▶ [Coordinate labeling data]
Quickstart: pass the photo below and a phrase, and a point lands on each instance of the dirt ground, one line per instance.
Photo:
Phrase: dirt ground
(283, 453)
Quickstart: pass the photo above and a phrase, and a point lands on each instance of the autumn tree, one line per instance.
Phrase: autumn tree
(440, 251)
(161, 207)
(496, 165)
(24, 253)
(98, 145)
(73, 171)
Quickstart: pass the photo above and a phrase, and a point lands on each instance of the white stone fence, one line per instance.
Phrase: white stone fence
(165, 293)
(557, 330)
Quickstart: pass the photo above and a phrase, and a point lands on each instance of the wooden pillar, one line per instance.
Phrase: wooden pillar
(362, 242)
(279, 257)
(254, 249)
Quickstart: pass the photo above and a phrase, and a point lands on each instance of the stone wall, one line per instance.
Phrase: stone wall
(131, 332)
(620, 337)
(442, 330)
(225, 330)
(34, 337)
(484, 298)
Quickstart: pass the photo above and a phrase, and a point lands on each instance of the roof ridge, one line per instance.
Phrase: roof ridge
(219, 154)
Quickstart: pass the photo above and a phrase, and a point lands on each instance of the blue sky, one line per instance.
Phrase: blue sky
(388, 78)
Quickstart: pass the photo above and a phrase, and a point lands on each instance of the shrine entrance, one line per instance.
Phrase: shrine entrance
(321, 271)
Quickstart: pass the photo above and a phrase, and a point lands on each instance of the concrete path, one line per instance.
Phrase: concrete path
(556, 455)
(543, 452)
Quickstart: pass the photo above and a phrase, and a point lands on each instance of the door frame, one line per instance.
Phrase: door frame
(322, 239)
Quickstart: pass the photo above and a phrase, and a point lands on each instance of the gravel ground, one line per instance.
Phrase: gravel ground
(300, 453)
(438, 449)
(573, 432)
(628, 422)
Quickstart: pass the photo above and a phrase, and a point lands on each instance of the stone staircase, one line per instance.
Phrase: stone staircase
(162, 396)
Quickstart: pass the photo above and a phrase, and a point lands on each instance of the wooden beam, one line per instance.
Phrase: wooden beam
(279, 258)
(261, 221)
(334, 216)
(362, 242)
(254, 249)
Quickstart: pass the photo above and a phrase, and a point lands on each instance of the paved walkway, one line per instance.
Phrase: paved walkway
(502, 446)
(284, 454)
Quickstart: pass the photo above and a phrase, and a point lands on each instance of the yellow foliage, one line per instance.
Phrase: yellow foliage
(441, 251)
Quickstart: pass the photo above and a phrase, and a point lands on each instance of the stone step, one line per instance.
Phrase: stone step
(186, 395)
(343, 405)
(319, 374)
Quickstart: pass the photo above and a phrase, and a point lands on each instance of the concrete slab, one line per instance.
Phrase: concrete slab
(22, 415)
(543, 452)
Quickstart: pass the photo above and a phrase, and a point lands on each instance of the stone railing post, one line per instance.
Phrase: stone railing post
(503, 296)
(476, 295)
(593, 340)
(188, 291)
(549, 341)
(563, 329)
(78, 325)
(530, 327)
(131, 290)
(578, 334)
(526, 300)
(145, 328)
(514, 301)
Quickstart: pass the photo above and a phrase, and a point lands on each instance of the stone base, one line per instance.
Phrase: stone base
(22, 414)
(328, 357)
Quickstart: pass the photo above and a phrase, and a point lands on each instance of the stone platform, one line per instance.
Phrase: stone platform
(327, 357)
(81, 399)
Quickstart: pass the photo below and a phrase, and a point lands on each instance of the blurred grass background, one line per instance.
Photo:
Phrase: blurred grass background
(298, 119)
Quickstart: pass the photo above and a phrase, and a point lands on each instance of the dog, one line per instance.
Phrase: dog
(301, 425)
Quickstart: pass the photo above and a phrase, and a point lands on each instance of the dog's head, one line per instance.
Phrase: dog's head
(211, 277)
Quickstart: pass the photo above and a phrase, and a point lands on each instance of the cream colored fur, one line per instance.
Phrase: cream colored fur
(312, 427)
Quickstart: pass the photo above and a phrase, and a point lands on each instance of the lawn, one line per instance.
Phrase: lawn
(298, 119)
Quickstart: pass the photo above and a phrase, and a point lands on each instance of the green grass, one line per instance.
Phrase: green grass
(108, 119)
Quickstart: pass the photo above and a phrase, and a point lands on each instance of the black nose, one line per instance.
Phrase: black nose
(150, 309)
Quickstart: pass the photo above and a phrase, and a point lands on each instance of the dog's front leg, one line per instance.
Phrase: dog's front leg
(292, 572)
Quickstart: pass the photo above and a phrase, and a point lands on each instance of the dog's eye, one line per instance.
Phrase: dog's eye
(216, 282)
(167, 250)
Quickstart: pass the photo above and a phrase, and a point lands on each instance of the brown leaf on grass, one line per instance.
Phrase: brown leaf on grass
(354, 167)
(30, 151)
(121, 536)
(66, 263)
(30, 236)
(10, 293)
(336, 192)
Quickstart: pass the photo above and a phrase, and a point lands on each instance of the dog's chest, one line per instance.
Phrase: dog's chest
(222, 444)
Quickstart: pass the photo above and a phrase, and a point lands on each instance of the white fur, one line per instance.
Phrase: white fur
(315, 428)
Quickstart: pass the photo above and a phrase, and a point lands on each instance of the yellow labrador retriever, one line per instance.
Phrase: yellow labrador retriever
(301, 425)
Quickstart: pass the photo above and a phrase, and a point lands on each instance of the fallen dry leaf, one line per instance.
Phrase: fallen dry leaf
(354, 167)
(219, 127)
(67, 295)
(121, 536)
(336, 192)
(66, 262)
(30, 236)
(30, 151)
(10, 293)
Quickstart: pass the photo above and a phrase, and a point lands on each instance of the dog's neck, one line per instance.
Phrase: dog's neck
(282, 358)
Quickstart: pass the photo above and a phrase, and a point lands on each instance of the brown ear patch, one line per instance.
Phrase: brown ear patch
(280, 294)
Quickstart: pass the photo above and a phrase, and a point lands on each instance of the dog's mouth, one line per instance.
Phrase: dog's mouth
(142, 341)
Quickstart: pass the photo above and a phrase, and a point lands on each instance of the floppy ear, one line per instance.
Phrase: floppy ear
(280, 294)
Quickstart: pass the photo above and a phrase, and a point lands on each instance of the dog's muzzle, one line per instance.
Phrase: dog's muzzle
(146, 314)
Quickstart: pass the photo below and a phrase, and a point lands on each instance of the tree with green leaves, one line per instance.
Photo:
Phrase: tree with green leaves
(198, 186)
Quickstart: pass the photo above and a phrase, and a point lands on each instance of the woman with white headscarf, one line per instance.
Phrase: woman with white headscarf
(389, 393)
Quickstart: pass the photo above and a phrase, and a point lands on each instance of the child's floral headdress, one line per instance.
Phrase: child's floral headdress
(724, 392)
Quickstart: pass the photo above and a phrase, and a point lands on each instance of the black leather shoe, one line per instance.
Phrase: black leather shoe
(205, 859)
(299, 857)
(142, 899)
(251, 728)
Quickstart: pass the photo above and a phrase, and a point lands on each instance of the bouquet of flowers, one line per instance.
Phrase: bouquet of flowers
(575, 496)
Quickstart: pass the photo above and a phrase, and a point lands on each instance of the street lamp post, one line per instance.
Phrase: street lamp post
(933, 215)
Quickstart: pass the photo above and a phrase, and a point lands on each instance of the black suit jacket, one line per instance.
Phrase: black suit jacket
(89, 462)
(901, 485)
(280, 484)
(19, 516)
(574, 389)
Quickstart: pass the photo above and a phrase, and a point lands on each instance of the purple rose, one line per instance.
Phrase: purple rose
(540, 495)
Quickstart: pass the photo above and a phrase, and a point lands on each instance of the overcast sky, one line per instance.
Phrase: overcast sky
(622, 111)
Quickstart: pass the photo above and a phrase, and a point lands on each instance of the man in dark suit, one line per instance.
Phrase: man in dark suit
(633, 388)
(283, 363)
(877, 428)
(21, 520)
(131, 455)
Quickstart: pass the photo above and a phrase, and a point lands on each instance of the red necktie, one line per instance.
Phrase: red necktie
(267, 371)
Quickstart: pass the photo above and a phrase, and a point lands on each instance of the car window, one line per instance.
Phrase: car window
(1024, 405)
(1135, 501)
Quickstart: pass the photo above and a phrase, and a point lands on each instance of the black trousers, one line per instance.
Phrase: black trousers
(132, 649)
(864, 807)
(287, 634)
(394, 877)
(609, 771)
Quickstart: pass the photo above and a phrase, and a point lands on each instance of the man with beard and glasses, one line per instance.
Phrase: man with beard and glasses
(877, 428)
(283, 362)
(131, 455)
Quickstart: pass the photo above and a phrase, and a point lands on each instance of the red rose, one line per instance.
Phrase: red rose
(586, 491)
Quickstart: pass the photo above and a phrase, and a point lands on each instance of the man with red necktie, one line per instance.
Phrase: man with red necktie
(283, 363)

▶ [GIVEN REQUEST]
Edit everything from the line containing "window, one line per instance." down to the line containing "(1135, 501)", changing "car window" to "side window" and leaving the rest of those lines unchanged.

▶ [FULL ANSWER]
Quickstart: pass the photo above and a phrase, and a point lands on each instance of the side window, one line per instance.
Phrase: side window
(1024, 405)
(1135, 501)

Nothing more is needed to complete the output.